_Problem statement_
Could you repeat the Omeros IPO commentary below word for word, from "Therefore a takeaway" up to and including "science healthcare sector."?

_Document segment_

Omeros (NASDAQ: OMER) launched itself onto the Nasdaq global marketplace yesterday with its initial public offering of 6.82M shrs priced at $10 raising approximately $68M less underwriting expenses. Its foray however, was more dud then thud relative to its peers in the Biopharma IPO Class of 2009. For Omeros is the only clinical-stage, pre-commercial, pre-revenue entity to get out and it would appear that the market is not going to reward entities at this stage of development as demonstrated by an immediate sell-off of some nearly 20% before clawing back a bit on this first day of trading to close at $8.73 per share.
This debut provides a very interesting piece of data, though with an N=1 it is hardly statistically significant, nevertheless let’s try and make this “empirical” statement – Pick your analogy, the biopharma public markets are thawing, the biopharma public markets window is opening etc., what is now been demonstrated is that the IPO route for pre-clinical biopharma is less liquidity opportunity for early investors and more financing event to capitalize operations.
Therefore a takeaway here may be to expect big pharma M&A to remain hyper-active for the foreseeable future. Though such a collection of trends may not be ideal for life science entities as options and leverage arms may be limited it is however, a sign that as the public markets claw and scratch their way back that newly positively trading companies are theoretically higher quality going concerns that are being demanded by the street; a clear message that irrational exuberance is no longer accepted…at least in the life science healthcare sector.

_Data provided_
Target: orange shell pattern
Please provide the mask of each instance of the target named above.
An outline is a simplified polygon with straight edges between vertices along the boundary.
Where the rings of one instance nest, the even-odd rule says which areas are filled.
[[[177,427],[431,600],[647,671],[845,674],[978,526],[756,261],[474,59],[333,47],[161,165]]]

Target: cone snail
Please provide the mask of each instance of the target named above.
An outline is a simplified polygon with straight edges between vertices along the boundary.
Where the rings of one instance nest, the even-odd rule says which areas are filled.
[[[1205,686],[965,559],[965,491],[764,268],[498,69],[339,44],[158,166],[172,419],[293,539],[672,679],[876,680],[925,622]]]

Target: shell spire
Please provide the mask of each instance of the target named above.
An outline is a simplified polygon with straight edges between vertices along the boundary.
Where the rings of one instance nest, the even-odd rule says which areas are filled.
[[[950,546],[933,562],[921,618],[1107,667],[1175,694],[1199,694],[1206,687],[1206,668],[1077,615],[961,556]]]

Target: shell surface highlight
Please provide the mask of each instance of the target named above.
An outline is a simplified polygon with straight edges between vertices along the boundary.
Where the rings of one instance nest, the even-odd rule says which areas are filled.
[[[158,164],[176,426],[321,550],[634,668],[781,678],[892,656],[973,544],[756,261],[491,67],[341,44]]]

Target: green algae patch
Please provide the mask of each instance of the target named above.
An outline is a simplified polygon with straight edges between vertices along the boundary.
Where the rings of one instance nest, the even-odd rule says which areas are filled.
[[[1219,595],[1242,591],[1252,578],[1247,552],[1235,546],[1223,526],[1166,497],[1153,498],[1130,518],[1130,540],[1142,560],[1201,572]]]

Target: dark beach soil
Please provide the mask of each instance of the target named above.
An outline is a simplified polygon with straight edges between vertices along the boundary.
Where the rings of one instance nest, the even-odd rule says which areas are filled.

_Answer for the task_
Therefore a takeaway here may be to expect big pharma M&A to remain hyper-active for the foreseeable future. Though such a collection of trends may not be ideal for life science entities as options and leverage arms may be limited it is however, a sign that as the public markets claw and scratch their way back that newly positively trading companies are theoretically higher quality going concerns that are being demanded by the street; a clear message that irrational exuberance is no longer accepted…at least in the life science healthcare sector.